TUGAS 1. Dalam kutipan tentang etika dan moral bangsa, dengan istilah apa Aristoteles menyebut manusia?

KUTIPAN SUMBER.
....
BREAKING

Jumat, 29 Maret 2013

Etika dan Moral Bangsa di Tengah Himpitan Modernitas

Dalam terminologi Aristoteles manusia diistilahkan dengan makhluk “zoon politicon” (manusia tidak bisa hidup tanpa bantuan sesamanya). Dalam kenyataannya proposisi tersebut memang terasa benar , terlebih lagi jika dikaitkan dengan sifat dasar manusia yang selalu butuh untuk bergaul dengan manusia lain, hal senada juga pernah diungkapkan oleh Abraham Maslow dalam teorinya “ piramida kebutuhan manusia” Maslow mencantumkan “pergaulan dengan manusia lain” merupakan salah satu kebutuhan dari setiap individu.
....
[Butir dari sumber data]
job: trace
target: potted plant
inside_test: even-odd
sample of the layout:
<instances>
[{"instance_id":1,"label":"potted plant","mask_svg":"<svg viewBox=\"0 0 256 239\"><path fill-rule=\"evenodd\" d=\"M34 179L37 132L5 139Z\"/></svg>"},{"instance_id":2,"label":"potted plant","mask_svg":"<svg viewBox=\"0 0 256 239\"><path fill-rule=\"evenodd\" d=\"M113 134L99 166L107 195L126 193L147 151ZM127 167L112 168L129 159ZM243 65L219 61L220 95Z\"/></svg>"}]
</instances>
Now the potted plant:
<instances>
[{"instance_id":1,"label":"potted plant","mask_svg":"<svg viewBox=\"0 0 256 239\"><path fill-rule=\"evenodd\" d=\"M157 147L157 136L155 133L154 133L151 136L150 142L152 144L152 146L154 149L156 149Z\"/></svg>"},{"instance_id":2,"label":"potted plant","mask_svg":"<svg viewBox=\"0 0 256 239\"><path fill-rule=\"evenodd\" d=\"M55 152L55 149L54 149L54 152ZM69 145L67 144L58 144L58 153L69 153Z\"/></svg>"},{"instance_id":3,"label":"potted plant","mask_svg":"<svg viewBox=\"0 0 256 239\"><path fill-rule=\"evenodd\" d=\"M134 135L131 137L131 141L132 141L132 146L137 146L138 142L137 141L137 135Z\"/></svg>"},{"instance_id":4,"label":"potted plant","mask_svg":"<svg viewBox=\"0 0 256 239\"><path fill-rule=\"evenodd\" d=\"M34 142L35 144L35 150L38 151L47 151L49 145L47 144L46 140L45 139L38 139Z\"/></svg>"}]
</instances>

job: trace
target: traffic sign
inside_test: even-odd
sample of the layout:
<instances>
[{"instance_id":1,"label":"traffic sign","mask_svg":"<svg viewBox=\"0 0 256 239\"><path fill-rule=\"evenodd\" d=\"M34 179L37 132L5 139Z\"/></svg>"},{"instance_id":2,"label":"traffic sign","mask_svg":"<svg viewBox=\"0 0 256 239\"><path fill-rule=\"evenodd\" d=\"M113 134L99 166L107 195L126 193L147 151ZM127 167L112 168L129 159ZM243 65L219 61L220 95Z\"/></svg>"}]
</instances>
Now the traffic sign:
....
TUGAS 2. Daftarkan setiap baris catatan yang memuat kata "traffic".

JAWABAN BENAR 1. Makhluk “zoon politicon”, yaitu manusia yang tidak bisa hidup tanpa bantuan sesamanya.

JAWABAN BENAR 2.
target: traffic sign
[{"instance_id":1,"label":"traffic sign","mask_svg":"<svg viewBox=\"0 0 256 239\"><path fill-rule=\"evenodd\" d=\"M34 179L37 132L5 139Z\"/></svg>"},{"instance_id":2,"label":"traffic sign","mask_svg":"<svg viewBox=\"0 0 256 239\"><path fill-rule=\"evenodd\" d=\"M113 134L99 166L107 195L126 193L147 151ZM127 167L112 168L129 159ZM243 65L219 61L220 95Z\"/></svg>"}]
Now the traffic sign:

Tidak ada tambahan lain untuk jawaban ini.